Restate, word for word, all of the material shown below.

- **Given entries**:
____________
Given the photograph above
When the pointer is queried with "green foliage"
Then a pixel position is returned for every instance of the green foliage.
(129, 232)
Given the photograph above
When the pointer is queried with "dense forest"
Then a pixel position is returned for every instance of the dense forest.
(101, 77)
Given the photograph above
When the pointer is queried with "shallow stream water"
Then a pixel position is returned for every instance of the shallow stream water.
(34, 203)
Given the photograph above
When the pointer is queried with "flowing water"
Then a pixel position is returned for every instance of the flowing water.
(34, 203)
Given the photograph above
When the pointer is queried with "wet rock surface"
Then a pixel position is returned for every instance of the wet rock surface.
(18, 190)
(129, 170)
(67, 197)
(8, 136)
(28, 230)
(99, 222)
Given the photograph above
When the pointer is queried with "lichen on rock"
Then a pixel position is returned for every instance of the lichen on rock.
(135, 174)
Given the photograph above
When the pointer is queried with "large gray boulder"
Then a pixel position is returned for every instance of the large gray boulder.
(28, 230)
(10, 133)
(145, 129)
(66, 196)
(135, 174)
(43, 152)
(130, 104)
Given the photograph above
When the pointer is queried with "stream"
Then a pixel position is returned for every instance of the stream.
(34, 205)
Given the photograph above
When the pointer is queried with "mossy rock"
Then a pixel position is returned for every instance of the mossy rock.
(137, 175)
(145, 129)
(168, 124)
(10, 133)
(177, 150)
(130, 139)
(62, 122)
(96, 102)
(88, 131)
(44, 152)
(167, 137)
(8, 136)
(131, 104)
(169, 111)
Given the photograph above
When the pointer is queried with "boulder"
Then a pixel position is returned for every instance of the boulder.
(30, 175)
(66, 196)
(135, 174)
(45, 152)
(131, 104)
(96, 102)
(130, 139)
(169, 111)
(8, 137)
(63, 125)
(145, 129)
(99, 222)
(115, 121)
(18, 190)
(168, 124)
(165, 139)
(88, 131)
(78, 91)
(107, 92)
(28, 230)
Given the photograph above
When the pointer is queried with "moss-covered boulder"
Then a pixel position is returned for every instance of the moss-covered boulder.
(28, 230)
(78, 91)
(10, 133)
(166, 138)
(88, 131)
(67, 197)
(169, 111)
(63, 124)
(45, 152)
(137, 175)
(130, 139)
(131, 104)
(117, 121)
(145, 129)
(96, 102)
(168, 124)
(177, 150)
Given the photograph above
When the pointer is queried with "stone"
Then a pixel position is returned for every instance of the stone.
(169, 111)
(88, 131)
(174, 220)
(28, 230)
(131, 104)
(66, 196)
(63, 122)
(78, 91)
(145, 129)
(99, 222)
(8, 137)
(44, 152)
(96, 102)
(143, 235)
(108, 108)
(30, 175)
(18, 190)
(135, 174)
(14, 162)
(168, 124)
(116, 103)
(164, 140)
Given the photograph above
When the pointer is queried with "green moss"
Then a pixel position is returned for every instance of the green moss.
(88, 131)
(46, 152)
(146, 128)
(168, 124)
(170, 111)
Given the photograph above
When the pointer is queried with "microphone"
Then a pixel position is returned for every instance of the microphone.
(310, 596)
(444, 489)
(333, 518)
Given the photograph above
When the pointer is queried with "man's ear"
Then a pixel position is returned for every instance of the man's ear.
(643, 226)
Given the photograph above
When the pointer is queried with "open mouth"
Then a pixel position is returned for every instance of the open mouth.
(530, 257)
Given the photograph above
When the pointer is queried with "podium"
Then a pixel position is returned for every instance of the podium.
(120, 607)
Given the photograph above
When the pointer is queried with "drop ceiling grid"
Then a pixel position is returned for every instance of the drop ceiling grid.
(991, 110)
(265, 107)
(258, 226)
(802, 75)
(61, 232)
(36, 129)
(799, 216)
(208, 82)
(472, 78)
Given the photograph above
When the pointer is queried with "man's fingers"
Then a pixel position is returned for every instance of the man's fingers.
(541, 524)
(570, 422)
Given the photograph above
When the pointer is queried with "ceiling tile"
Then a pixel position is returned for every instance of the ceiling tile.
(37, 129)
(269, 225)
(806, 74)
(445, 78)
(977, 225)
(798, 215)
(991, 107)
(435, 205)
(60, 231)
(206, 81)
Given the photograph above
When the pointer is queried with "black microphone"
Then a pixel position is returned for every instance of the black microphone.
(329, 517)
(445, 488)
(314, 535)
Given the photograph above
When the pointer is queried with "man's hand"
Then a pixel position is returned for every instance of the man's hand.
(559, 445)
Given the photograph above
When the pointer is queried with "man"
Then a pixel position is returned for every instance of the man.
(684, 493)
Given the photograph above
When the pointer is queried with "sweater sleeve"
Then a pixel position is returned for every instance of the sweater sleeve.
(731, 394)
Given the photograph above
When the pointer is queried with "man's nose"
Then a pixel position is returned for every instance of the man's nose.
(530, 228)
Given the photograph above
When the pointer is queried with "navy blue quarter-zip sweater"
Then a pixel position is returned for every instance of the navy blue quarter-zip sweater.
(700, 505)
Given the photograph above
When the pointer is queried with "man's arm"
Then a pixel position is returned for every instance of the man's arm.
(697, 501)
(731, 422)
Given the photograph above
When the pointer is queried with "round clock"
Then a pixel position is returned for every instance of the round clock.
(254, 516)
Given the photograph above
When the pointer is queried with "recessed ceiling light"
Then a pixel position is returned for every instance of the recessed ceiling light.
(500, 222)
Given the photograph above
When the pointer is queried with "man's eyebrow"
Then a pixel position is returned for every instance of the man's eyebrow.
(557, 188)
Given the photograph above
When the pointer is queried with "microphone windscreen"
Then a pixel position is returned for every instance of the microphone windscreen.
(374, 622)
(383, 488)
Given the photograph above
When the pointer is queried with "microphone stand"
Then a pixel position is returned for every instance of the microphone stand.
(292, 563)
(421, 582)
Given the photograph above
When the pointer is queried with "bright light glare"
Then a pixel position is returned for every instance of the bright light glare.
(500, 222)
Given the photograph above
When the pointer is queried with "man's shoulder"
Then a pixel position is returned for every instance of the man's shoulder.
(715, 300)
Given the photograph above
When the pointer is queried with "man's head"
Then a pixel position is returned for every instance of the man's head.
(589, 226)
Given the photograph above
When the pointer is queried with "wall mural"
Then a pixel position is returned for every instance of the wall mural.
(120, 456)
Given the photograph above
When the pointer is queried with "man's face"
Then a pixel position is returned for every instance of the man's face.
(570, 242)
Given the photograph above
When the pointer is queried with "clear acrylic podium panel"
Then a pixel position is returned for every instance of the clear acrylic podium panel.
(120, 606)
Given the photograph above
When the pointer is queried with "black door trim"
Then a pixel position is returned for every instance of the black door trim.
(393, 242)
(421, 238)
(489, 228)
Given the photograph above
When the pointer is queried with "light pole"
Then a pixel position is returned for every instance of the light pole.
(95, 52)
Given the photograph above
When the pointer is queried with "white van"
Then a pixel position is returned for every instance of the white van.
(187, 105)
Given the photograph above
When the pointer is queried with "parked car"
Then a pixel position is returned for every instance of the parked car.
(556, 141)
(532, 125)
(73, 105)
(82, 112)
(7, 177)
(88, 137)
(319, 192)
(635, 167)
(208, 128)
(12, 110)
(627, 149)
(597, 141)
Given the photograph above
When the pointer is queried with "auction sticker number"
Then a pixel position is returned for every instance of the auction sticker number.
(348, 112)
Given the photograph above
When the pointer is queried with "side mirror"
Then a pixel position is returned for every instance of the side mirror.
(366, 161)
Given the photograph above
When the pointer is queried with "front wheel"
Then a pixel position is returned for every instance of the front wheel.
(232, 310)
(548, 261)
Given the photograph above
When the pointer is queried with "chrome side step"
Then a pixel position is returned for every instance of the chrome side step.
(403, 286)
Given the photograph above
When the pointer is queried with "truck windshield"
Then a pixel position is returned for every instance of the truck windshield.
____________
- **Correct output**:
Given the photograph above
When the pointer is queried with "green foliage"
Then a pixel position is returned for every instance of the green foliage.
(129, 232)
Given the photograph above
When the pointer is queried with "dense forest"
Then a pixel position is returned for every instance of the dense forest.
(101, 77)
Given the photograph above
When the pointer is queried with "shallow stream water"
Then a pixel position is returned for every instance of the shallow stream water.
(34, 203)
Given the photograph above
When the pointer is queried with "flowing water"
Then a pixel position is returned for every instance of the flowing water.
(34, 203)
Given the photograph above
When the pointer is queried with "wet rock surface"
Then a pixel position is returned for every instance of the wet rock surface.
(18, 190)
(129, 170)
(67, 197)
(8, 136)
(28, 230)
(99, 222)
Given the photograph above
When the pointer is queried with "lichen on rock"
Then a pixel position is returned for every instance of the lichen on rock.
(135, 174)
Given the photograph above
When the pointer is queried with "large gray boulder"
Then a pixel position is returned for every instance of the large gray boulder.
(28, 230)
(10, 133)
(145, 129)
(66, 196)
(135, 174)
(43, 152)
(130, 104)
Given the photograph above
When the pointer is queried with "stream"
Then a pixel position is returned for every instance of the stream.
(34, 205)
Given the photograph above
When the pointer is queried with "mossy rock"
Then a pixel position is returned for every instance of the mossy rock.
(137, 175)
(145, 129)
(168, 124)
(10, 133)
(177, 150)
(130, 139)
(62, 122)
(96, 102)
(88, 131)
(44, 152)
(167, 137)
(8, 136)
(131, 104)
(169, 111)
Given the photograph above
When the pointer is queried with "boulder"
Then a pixel position is returned for every instance of the boulder.
(30, 175)
(66, 196)
(135, 174)
(45, 152)
(131, 104)
(96, 102)
(130, 139)
(169, 111)
(8, 137)
(63, 125)
(145, 129)
(99, 222)
(115, 121)
(18, 190)
(168, 124)
(165, 139)
(88, 131)
(78, 91)
(107, 92)
(28, 230)
Given the photograph above
When the pointer is queried with "moss-covered boulder"
Then a pixel position is returned for every instance of the moss-covered boulder.
(28, 230)
(78, 91)
(10, 133)
(166, 138)
(88, 131)
(67, 197)
(169, 111)
(63, 124)
(45, 152)
(137, 175)
(130, 139)
(131, 104)
(117, 121)
(145, 129)
(96, 102)
(168, 124)
(177, 150)
Given the photograph above
When the pointer is queried with "stone"
Then a pixel position is returned for every instance of the stone.
(169, 111)
(88, 131)
(174, 220)
(28, 230)
(131, 104)
(66, 196)
(63, 122)
(78, 91)
(145, 129)
(99, 222)
(8, 137)
(44, 152)
(96, 102)
(143, 235)
(108, 108)
(30, 175)
(18, 190)
(135, 174)
(14, 162)
(168, 124)
(116, 103)
(164, 140)
Given the photograph above
When the pointer is queried with "green moss"
Then a pixel position is returned for every instance of the green moss.
(88, 131)
(46, 152)
(146, 128)
(168, 124)
(170, 111)
Given the photograph above
When the pointer is queried with "microphone"
Then a pixel position is returned for every instance of the microphone.
(310, 596)
(444, 489)
(333, 518)
Given the photograph above
When the pointer is queried with "man's ear"
Then a pixel position is returned for every instance of the man's ear.
(643, 226)
Given the photograph above
When the pointer is queried with "open mouth"
Then a pixel position is returned for every instance of the open mouth.
(530, 257)
Given the photograph above
When the pointer is queried with "podium"
Then a pixel position is returned for every instance of the podium.
(120, 607)
Given the photograph above
When the pointer is queried with "drop ceiling grid"
Then a pixel position is returned for every instance of the drop ceiling grid.
(991, 110)
(265, 107)
(258, 226)
(802, 75)
(61, 232)
(36, 129)
(799, 216)
(208, 82)
(472, 78)
Given the photograph above
When the pointer is queried with "man's fingers"
Then a pixel position is returned for every instance of the man's fingers.
(541, 524)
(570, 422)
Given the photograph above
When the pointer is queried with "ceiling tile"
Then a pixel position is returned for every instance of the ceiling tile.
(37, 129)
(269, 225)
(806, 74)
(445, 78)
(977, 225)
(798, 215)
(991, 107)
(435, 205)
(60, 231)
(206, 81)
Given the photograph above
When the pointer is queried with "black microphone"
Then a pixel position is returned for every instance of the black microphone.
(329, 517)
(445, 488)
(314, 535)
Given the photograph above
When the pointer is queried with "man's hand"
Then a pixel position is returned for every instance of the man's hand.
(559, 445)
Given the photograph above
When the pointer is queried with "man"
Then a pixel position is returned for every instance of the man.
(684, 493)
Given the photograph above
When the pointer is queried with "sweater sleeve"
Then a pixel position is returned for every instance of the sweater sleeve.
(731, 394)
Given the photograph above
When the pointer is queried with "man's nose"
Then a pixel position is returned for every instance of the man's nose.
(530, 228)
Given the photograph above
When the pointer is queried with "navy blue quarter-zip sweater"
Then a pixel position is returned for every instance of the navy blue quarter-zip sweater.
(700, 505)
Given the photograph above
When the pointer is queried with "man's arm"
Then a pixel position is returned for every instance of the man's arm.
(697, 501)
(731, 422)
Given the photograph above
When the pointer is queried with "round clock"
Then a pixel position is returned for every instance of the round clock.
(254, 516)
Given the photograph above
When the pointer is queried with "recessed ceiling light"
Then a pixel position is returned for every instance of the recessed ceiling light.
(500, 222)
Given the photograph above
When the pointer is queried with "man's eyebrow"
Then a pixel position is returned for every instance of the man's eyebrow.
(557, 188)
Given the photograph above
When the pointer is queried with "microphone windscreen"
Then a pixel position is returned for every instance of the microphone windscreen.
(374, 622)
(383, 488)
Given the photograph above
When the pointer is queried with "microphone stand"
Then a pixel position is returned for every instance of the microphone stand.
(292, 563)
(421, 582)
Given the photograph above
When the pointer is queried with "bright light glare"
Then a pixel position is returned for every instance of the bright light glare.
(500, 222)
Given the photograph above
When the pointer is queried with "man's shoulder"
Then a pixel position is returned for every instance of the man's shoulder.
(715, 300)
Given the photograph above
When the pointer is queried with "man's head"
Then a pixel position is returned for every instance of the man's head.
(589, 226)
Given the photograph above
When the pointer is queried with "wall mural"
Then a pixel position is returned for every instance of the wall mural.
(120, 456)
Given the photograph above
When the pointer is queried with "man's face"
Then a pixel position is returned for every instance of the man's face.
(570, 242)
Given the photograph above
When the pointer is queried with "clear acrylic podium panel"
Then a pixel position is returned for every instance of the clear acrylic podium panel.
(120, 606)
Given the photograph above
When the pointer is queried with "black door trim"
Then a pixel position is returned for every instance of the black door trim.
(393, 242)
(421, 238)
(489, 228)
Given the photograph above
When the pointer is queried with "light pole"
Then a pixel position is returned for every instance of the light pole.
(95, 52)
Given the photograph above
When the pointer is queried with "white van"
Then a pixel position is returned for every instance of the white van.
(187, 105)
Given the photograph above
When the pointer is queried with "parked car"
Then a pixel position is returned for every instance of the parked car.
(556, 141)
(532, 125)
(73, 105)
(82, 112)
(7, 177)
(88, 137)
(319, 192)
(635, 167)
(208, 128)
(12, 110)
(627, 149)
(597, 141)
Given the photograph above
When the pointer is queried with "auction sticker number"
Then a pixel position is returned for every instance of the auction sticker number.
(348, 112)
Given the photograph above
When the pointer is queried with "side mirror"
Then a pixel position is returned for every instance of the side mirror.
(366, 161)
Given the photograph above
When the pointer is queried with "front wheel"
Then a pixel position is returned for every instance of the front wheel.
(232, 310)
(548, 261)
Given the photograph above
When the pointer is queried with "chrome side step"
Then a pixel position is returned for every instance of the chrome side step.
(403, 286)
Given the photograph above
When the pointer is queried with "truck windshield"
Then a pixel position is returned for every instance of the truck windshield.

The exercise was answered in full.